= Excerpt provided =
NOTES TO INTERIM CONDENSED CONSOLIDATED FINANCIAL STATEMENTS (continued)

 

7. Other Significant Matters (continued)

 

In light of the Recapitalization and to align senior executive officer incentive compensation with our recent and projected financial performance, on March 28, 2007 the Compensation Committee of our Board of Directors modified certain restricted stock award performance criteria for outstanding and future awards. Effective January 1, 2007, the number of performance-based measurement criteria was reduced from four to three, with each such criteria representing one-third of the restricted stock award subject to annual vesting. The three criteria that will be reviewed annually for such vesting purposes are our common stock price, net operating revenue and earnings before interest, income taxes, depreciation and amortization.

= Material provided =

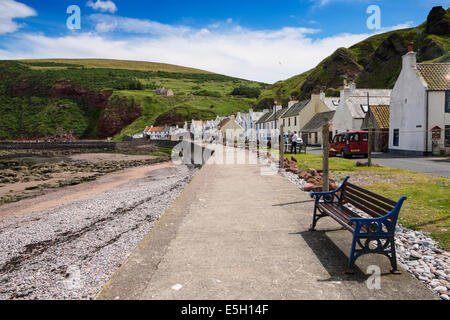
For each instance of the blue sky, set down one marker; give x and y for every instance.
(259, 40)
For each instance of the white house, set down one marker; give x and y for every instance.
(420, 102)
(156, 133)
(353, 106)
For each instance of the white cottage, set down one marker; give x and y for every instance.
(420, 102)
(353, 106)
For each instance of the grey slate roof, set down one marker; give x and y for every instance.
(278, 115)
(318, 121)
(264, 118)
(437, 75)
(296, 109)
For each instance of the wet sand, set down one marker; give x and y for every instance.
(77, 192)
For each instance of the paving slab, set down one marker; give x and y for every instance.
(237, 234)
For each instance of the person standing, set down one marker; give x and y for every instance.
(290, 141)
(294, 143)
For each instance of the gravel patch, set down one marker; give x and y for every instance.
(417, 253)
(70, 252)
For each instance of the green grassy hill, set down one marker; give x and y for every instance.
(109, 98)
(374, 62)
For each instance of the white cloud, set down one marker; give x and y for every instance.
(254, 55)
(263, 55)
(11, 9)
(323, 3)
(405, 25)
(103, 6)
(108, 23)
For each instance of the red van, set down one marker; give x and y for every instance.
(349, 144)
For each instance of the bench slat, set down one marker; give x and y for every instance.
(360, 204)
(371, 200)
(337, 215)
(367, 204)
(373, 195)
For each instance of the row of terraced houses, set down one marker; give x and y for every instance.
(412, 118)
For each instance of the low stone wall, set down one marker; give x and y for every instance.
(89, 145)
(57, 145)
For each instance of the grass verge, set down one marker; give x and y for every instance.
(428, 205)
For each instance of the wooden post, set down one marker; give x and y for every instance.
(370, 137)
(281, 147)
(326, 156)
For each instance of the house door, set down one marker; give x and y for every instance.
(305, 138)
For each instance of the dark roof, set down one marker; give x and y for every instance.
(382, 115)
(264, 117)
(437, 75)
(318, 121)
(223, 123)
(295, 109)
(278, 115)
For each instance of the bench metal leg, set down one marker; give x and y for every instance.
(316, 218)
(393, 258)
(356, 253)
(353, 257)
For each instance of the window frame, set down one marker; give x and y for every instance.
(447, 136)
(396, 137)
(447, 102)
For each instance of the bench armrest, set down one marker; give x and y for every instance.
(320, 195)
(375, 225)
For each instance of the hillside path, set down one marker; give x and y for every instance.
(235, 233)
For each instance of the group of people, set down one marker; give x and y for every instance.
(294, 141)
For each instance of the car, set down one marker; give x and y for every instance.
(349, 144)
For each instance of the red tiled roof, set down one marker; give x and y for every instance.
(437, 75)
(157, 129)
(382, 115)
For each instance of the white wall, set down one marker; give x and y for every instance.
(437, 116)
(408, 108)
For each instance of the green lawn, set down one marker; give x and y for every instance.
(428, 205)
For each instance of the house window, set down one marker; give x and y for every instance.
(365, 137)
(447, 136)
(396, 137)
(447, 101)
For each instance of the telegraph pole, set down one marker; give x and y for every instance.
(326, 156)
(370, 138)
(282, 147)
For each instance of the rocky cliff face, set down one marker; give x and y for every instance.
(330, 71)
(119, 113)
(375, 62)
(438, 21)
(65, 89)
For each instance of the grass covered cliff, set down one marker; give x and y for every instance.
(109, 98)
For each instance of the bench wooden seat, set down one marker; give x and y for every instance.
(371, 219)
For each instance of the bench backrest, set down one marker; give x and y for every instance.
(370, 203)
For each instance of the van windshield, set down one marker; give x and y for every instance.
(354, 137)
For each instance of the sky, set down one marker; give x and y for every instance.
(258, 40)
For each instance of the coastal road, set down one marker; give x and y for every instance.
(241, 232)
(431, 165)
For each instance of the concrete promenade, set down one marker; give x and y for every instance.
(237, 234)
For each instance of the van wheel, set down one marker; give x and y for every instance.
(346, 155)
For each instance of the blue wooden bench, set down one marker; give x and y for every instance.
(371, 218)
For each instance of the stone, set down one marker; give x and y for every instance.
(440, 288)
(415, 255)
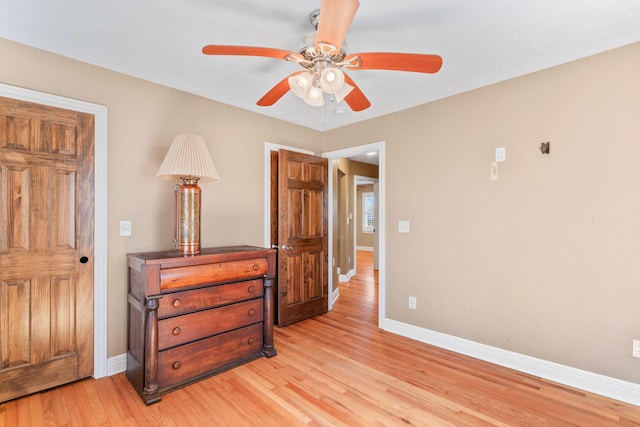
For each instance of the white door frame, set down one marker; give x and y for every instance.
(349, 152)
(100, 357)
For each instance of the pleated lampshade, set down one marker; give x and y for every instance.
(188, 156)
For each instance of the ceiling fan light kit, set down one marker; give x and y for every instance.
(323, 59)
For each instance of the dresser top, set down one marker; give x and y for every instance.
(214, 253)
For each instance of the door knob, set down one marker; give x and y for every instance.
(283, 247)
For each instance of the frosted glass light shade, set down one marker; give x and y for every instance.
(343, 92)
(188, 157)
(300, 84)
(331, 80)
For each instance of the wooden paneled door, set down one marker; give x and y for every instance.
(302, 236)
(46, 247)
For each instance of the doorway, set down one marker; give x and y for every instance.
(380, 230)
(335, 155)
(100, 357)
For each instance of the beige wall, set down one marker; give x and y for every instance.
(142, 120)
(544, 261)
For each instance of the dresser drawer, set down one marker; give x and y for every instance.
(200, 299)
(192, 275)
(190, 327)
(185, 362)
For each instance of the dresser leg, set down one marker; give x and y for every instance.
(151, 349)
(268, 348)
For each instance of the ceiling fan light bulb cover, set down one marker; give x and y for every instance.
(332, 80)
(300, 84)
(343, 92)
(315, 97)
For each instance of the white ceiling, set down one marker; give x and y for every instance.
(481, 42)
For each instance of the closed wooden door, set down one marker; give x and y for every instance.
(302, 236)
(46, 247)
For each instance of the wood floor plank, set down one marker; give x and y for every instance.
(337, 369)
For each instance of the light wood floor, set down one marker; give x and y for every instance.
(334, 370)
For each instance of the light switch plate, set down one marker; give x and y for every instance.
(125, 228)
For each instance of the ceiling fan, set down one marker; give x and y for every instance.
(323, 59)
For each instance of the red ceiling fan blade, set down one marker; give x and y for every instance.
(334, 21)
(268, 52)
(355, 99)
(415, 62)
(276, 92)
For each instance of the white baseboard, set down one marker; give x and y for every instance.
(595, 383)
(117, 364)
(346, 277)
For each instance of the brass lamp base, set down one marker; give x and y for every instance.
(187, 216)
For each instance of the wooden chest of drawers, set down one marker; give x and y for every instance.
(193, 316)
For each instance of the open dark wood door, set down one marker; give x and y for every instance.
(302, 237)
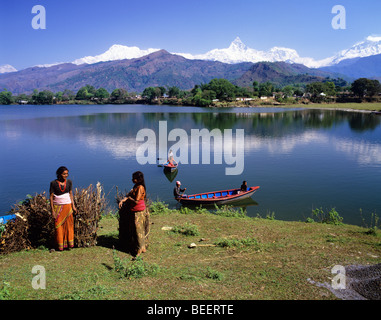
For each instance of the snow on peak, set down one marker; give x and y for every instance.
(116, 52)
(7, 68)
(369, 47)
(238, 45)
(374, 38)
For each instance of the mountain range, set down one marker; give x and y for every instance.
(135, 69)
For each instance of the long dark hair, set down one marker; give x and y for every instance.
(139, 176)
(59, 172)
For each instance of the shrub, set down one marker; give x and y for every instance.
(332, 217)
(187, 229)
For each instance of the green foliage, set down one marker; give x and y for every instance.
(332, 217)
(227, 243)
(230, 211)
(374, 224)
(134, 269)
(42, 97)
(102, 93)
(187, 229)
(159, 208)
(213, 274)
(6, 97)
(4, 291)
(2, 229)
(366, 87)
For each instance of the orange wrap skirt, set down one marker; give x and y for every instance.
(64, 226)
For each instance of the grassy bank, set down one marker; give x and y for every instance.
(365, 106)
(238, 258)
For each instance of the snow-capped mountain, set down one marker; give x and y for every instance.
(239, 52)
(7, 68)
(116, 52)
(369, 47)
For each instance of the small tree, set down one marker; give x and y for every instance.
(6, 97)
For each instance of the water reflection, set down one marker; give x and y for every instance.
(301, 158)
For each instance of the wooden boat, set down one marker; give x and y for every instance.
(170, 167)
(217, 197)
(5, 219)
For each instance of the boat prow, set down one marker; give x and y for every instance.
(218, 197)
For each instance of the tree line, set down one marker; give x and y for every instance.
(217, 90)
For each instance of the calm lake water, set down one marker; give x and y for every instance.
(301, 159)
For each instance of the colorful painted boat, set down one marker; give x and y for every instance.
(5, 219)
(217, 197)
(170, 167)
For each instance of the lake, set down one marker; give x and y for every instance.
(302, 159)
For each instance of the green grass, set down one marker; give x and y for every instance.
(245, 258)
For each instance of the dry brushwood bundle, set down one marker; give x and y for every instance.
(34, 223)
(90, 204)
(32, 227)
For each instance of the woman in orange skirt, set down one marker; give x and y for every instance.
(62, 206)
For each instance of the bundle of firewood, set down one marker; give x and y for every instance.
(33, 225)
(90, 203)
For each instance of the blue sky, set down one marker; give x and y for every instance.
(78, 28)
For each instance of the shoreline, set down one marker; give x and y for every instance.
(235, 258)
(345, 106)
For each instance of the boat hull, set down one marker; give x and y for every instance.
(170, 168)
(217, 197)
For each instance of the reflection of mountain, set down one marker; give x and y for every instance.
(274, 133)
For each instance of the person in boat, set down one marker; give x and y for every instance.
(134, 218)
(244, 186)
(62, 207)
(171, 160)
(178, 192)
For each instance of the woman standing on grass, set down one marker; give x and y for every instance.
(134, 218)
(62, 206)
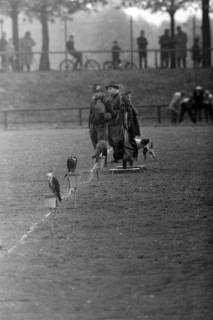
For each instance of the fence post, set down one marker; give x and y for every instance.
(80, 116)
(159, 114)
(156, 59)
(5, 120)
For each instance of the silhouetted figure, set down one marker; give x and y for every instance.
(70, 46)
(175, 105)
(196, 53)
(198, 98)
(165, 49)
(180, 47)
(142, 50)
(3, 46)
(116, 51)
(208, 105)
(26, 52)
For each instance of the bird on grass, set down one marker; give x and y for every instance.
(54, 185)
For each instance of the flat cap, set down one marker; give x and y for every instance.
(113, 84)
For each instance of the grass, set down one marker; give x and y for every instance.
(139, 246)
(57, 90)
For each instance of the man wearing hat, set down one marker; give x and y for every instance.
(115, 126)
(97, 119)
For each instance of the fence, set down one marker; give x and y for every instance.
(10, 119)
(100, 56)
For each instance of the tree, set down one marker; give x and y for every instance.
(169, 6)
(12, 8)
(46, 10)
(206, 34)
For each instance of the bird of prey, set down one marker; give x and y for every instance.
(54, 185)
(71, 163)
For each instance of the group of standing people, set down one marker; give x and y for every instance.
(170, 48)
(12, 60)
(113, 119)
(177, 48)
(196, 104)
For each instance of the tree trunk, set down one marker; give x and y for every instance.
(172, 29)
(14, 16)
(206, 34)
(44, 60)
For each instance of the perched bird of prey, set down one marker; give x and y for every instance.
(54, 185)
(72, 163)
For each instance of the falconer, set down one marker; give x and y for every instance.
(97, 116)
(115, 125)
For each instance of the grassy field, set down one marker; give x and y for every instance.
(139, 246)
(57, 90)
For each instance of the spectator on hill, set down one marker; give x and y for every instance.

= The task =
Please continue the financial statement note on restricted stock performance criteria, picking up after its last sentence. You won't need the lines.

= Answer space =
Physician and Physician Group Guarantees. We are committed to providing certain financial assistance pursuant to recruiting arrangements and professional services agreements with physicians and physician groups practicing in the communities that our hospitals serve. At March 31, 2007, we were committed to non-cancelable guarantees of approximately $30.5 million under such arrangements. The actual amounts advanced will depend on the financial results of each physician’s or physician group’s private practice during the contractual measurement periods, which generally do not exceed one year. We believe that the estimated liabilities for physician and physician group guarantees that are recorded in the condensed consolidated balance sheets, including approximately $10.9 million at March 31, 2007, are adequate and reasonable; however, there can be no assurances that the ultimate liability for such guarantees will not exceed our estimates.

Segment Reporting. At December 31, 2006, our only reportable operating segment was an aggregation of our general acute care hospital operating segments, excluding hospitals characterized as discontinued operations. Such reportable operating segment provides health care services at our owned and leased facilities. Our only other operating segment at such time was our physician practice management operations, which provides health care services outside of the hospital setting. Such operating segment has historically been quantitatively immaterial.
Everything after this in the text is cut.